> [TASK STATEMENT]
Please reproduce the listing verbatim, without its images.

—————

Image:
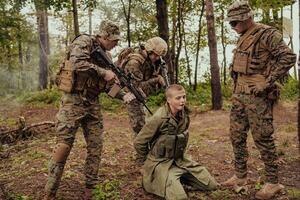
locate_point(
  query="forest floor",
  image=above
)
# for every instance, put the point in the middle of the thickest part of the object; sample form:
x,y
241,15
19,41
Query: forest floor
x,y
23,172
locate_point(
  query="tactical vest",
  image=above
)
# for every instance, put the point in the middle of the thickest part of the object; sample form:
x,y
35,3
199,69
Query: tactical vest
x,y
248,61
170,143
84,81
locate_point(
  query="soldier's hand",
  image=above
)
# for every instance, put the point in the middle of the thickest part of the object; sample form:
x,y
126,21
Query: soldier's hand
x,y
128,97
109,75
161,80
259,88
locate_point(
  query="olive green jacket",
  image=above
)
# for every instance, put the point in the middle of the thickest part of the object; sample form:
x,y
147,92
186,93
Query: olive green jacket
x,y
156,169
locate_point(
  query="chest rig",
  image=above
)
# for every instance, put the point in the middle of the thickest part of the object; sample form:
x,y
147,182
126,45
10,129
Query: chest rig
x,y
85,81
249,57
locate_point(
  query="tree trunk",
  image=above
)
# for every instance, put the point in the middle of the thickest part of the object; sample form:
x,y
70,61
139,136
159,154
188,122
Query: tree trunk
x,y
90,13
299,85
127,17
223,47
43,62
198,45
163,32
186,53
214,66
75,18
42,21
180,36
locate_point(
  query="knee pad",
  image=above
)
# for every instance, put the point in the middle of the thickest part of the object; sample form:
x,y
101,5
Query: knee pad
x,y
61,152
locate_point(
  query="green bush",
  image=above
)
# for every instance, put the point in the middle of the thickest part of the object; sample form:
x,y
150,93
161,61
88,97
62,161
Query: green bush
x,y
107,190
48,96
290,90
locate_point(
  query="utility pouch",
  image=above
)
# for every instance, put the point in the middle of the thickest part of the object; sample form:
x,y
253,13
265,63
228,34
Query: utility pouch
x,y
65,77
240,63
181,142
159,148
170,146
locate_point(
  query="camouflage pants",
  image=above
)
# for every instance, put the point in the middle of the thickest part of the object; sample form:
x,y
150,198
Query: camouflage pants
x,y
255,113
136,116
71,115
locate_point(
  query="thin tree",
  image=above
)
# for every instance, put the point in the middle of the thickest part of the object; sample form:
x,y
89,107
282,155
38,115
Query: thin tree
x,y
90,14
127,17
299,88
163,32
198,44
214,66
180,6
223,46
42,21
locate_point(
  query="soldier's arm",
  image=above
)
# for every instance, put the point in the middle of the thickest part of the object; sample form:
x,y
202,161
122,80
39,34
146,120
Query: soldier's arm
x,y
80,55
147,134
282,55
133,67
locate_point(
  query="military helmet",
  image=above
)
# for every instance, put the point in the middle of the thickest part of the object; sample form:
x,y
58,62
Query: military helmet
x,y
157,45
239,11
108,29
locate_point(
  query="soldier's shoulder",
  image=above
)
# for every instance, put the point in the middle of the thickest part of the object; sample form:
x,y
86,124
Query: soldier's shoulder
x,y
160,114
83,39
271,36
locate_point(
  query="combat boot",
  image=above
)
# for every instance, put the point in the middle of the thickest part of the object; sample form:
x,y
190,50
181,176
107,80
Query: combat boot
x,y
88,194
269,190
233,181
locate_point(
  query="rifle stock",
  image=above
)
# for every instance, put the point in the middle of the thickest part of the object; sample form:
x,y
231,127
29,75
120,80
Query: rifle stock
x,y
99,55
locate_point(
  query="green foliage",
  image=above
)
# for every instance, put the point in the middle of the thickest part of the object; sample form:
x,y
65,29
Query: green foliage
x,y
107,190
18,197
48,96
290,90
157,99
110,104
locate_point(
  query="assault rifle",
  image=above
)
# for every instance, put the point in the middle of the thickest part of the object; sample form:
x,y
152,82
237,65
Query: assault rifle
x,y
126,81
164,71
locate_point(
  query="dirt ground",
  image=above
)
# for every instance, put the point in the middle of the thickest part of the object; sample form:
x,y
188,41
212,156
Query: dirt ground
x,y
23,173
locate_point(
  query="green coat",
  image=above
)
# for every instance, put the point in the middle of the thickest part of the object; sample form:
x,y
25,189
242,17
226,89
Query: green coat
x,y
156,169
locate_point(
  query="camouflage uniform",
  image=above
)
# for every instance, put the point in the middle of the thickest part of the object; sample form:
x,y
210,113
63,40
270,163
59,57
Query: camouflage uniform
x,y
162,142
80,107
145,75
260,58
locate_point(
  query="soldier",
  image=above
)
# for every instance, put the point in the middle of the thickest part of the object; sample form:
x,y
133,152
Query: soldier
x,y
142,63
82,79
261,57
162,143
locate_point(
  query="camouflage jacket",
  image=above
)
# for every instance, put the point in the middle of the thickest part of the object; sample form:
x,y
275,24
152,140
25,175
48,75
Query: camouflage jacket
x,y
89,79
156,169
143,71
261,50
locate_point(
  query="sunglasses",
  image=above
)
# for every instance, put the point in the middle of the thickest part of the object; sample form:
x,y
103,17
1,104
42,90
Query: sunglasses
x,y
234,23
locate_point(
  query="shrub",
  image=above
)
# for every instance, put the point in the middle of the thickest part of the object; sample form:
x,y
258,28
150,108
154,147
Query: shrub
x,y
290,90
107,190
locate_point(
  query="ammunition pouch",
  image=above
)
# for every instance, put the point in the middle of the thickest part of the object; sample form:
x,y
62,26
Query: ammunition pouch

—————

> [EXERCISE SOLUTION]
Image:
locate_point(
  query="forest floor",
  image=above
)
# for every instance, put the point in the middle of the thickest part of the object; sample form:
x,y
241,15
19,41
Query: forest floor
x,y
23,172
locate_point(
  query="tactical vest",
  image=above
)
# for every instance, put the point in the middle of the thickest part of the object; sample form:
x,y
35,3
199,69
Query: tactical vest
x,y
248,61
170,143
84,81
locate_point(
  query="soldier's hand",
  image=above
)
# for every instance, put the point in the middle of the thickest part of the object; sample form:
x,y
126,21
Query: soldier's hand
x,y
128,97
109,75
161,80
259,88
locate_point(
  query="olive green jacket",
  image=above
)
# for every instance, put the point in the middle of the thickest part of the object; sample form:
x,y
147,92
186,93
Query: olive green jacket
x,y
156,169
locate_point(
  query="chest rig",
  image=above
)
# for every instance, put the point in the middle of the thickest part of the object; sample form:
x,y
147,182
126,45
10,129
Query: chest rig
x,y
85,81
249,57
locate_point(
  query="tree trunk",
  image=above
)
# for every instance, put the point in the middle of the thickest part of the object; sample form:
x,y
70,61
139,136
159,154
188,122
Query: tree trunk
x,y
90,13
299,85
127,17
223,47
43,62
198,45
163,32
186,53
214,66
75,18
42,21
180,36
locate_point(
  query="knee pad",
  image=above
)
# for every instance, put the point in the middle of the thickest part of the object; sample form:
x,y
101,5
Query: knee pad
x,y
61,152
locate_point(
  query="green bush",
  image=above
)
# for every instance, put the point in the middle of the thickest part of the object; sample form:
x,y
150,93
161,61
88,97
62,161
Query: green bush
x,y
107,190
48,96
290,90
locate_point(
  query="utility pouch",
  image=above
)
# for every instance, put the point in the middle of the thickest part of the object; sample form:
x,y
253,13
265,63
228,34
Query: utility pouch
x,y
65,77
240,63
181,142
159,148
170,146
locate_point(
  query="camouflage pants",
  image=above
)
# for every instance, put the point in the middle of the thickest part of the object; sample form:
x,y
150,198
Query: camouflage pants
x,y
255,113
136,116
71,115
locate_point(
  query="thin tree",
  image=above
)
# for every instance, put the point in the middle of the thickest part of the object; sample form:
x,y
89,107
282,155
38,115
Query: thin tree
x,y
90,14
127,17
299,88
163,32
198,44
214,66
180,6
223,46
42,21
locate_point(
  query="soldier's arm",
  image=above
)
# for every instance, put the point in the middle of the thickest part of the object; sample form:
x,y
202,161
122,80
39,34
146,120
Query: soldier's arm
x,y
80,55
147,134
282,55
133,67
locate_point(
  query="military helmet",
  image=above
)
# for every instance, put the point in the middle of the thickest part of the object; sample form:
x,y
58,62
Query: military helmet
x,y
157,45
239,11
108,29
locate_point(
  query="soldier's shoulder",
  image=above
)
# for every instance, put the point in the middle of the thickest part of the object; sample form:
x,y
86,124
Query: soldier's shoulder
x,y
160,114
83,39
271,36
locate_point(
  query="combat boot",
  image=above
)
# for every instance, put the point in the middle of the thickest part of the object; sample form:
x,y
190,50
181,176
107,80
Query: combat boot
x,y
88,194
269,190
233,181
locate_point(
  query="rifle stock",
  image=above
)
# for every instance, put the point in the middle of the thickest part of the object; sample form:
x,y
231,127
29,75
120,80
Query: rifle stock
x,y
99,55
locate_point(
  query="green foliage",
  image=above
)
# for every instance, put the point in the middle of the thickest part of the object; sample form:
x,y
65,29
Query: green foliage
x,y
107,190
18,197
48,96
290,90
157,99
110,104
locate_point(
  query="assault rifle",
  image=above
)
# for every instance, put the point in the middle of the thickest part of the object; sample form:
x,y
152,82
237,65
Query: assault rifle
x,y
126,81
164,71
locate_point(
  query="dirt ground",
  image=above
)
# for every instance, put the point in the middle of the thickest part of the object; sample form:
x,y
188,41
212,156
Query: dirt ground
x,y
23,173
locate_point(
  query="green coat",
  image=above
)
# for every instance, put the point in the middle of the thickest part of the object; sample form:
x,y
25,189
242,17
226,89
Query: green coat
x,y
156,169
locate_point(
  query="camouflage uniform",
  image=above
)
# for every instance, put the point in the middle of the thickest part of the object; sample form:
x,y
210,113
63,40
270,163
59,57
Query: camouflage uniform
x,y
162,142
80,107
145,75
260,58
locate_point(
  query="soldier",
  image=above
)
# for every instance, put the point in the middle of the thickest part of the object; sample form:
x,y
133,152
Query: soldier
x,y
142,63
82,79
261,57
162,143
locate_point(
  query="camouflage jacket",
  image=above
)
# for every instance, put the point in the middle of the thickest part of the object; sample form:
x,y
275,24
152,140
25,175
48,75
Query: camouflage jacket
x,y
89,79
156,169
143,71
261,50
locate_point(
  query="sunglasses",
  image=above
)
# for every instance, put the point in the middle of the thickest part of the object; sample form:
x,y
103,17
1,104
42,90
Query: sunglasses
x,y
234,23
locate_point(
  query="shrub",
  image=above
)
# for every instance, put the point in the middle of the thickest part of the object; sample form:
x,y
258,28
150,108
154,147
Query: shrub
x,y
290,90
107,190
locate_point(
  query="ammunition pouch",
  image=above
)
# for every instance, put the point in the middle of the thickest part of the object; sample form:
x,y
62,26
Query: ammunition pouch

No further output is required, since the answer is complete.